▶ **DO THIS**: Rewrite every line of this listing, requests included, scaling each point coordinate in the answers by 0.2 and rounding to whole numbers, with halves rounded up. Leave the numbers in the requests and their format samples unchanged.

▶ **INPUT RECORDS**:
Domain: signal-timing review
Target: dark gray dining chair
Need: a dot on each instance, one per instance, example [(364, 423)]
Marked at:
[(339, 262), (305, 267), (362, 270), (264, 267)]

▶ **WRITTEN ANSWER**:
Domain: signal-timing review
Target: dark gray dining chair
Need: a dot on each instance, one per instance, example [(364, 423)]
Marked at:
[(68, 52), (61, 53), (72, 54), (53, 53)]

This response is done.